#### Your objective:
Go through the data and copy each line where the word "bird" shows up.

#### Spatial localization data:

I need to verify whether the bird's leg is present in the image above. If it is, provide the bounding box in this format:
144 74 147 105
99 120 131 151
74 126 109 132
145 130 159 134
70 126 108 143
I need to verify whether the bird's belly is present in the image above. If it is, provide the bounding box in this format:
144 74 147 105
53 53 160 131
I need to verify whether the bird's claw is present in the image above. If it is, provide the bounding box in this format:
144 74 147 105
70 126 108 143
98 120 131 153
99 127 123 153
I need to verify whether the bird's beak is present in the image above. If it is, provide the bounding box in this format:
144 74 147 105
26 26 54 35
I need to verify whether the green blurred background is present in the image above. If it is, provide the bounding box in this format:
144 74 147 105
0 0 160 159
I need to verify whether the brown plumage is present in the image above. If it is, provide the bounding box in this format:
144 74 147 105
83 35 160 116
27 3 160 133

#### Written response:
I need to verify whether the bird's leg is present in the image above. If it is, provide the bounding box in this format:
I need to verify whether the bird's belly is present in the image above. If it is, provide the bounding box in this format:
I need to verify whether the bird's claw is present in the image above. If it is, provide the bounding box in this format:
I need to verify whether the bird's beak is present in the image above. If it is, provide the bounding box in this format:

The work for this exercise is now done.